++++ Rows

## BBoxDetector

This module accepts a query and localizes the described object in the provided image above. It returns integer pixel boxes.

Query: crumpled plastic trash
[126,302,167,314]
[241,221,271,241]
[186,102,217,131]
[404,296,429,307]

++++++++

Write out every line of the records above, word for word and with nothing changed.

## BBoxDetector

This module accepts a query and localizes the described object in the provided image above. It returns integer pixel boxes.

Query: crumpled plastic trash
[126,302,167,314]
[241,221,271,241]
[186,102,217,131]
[404,296,429,307]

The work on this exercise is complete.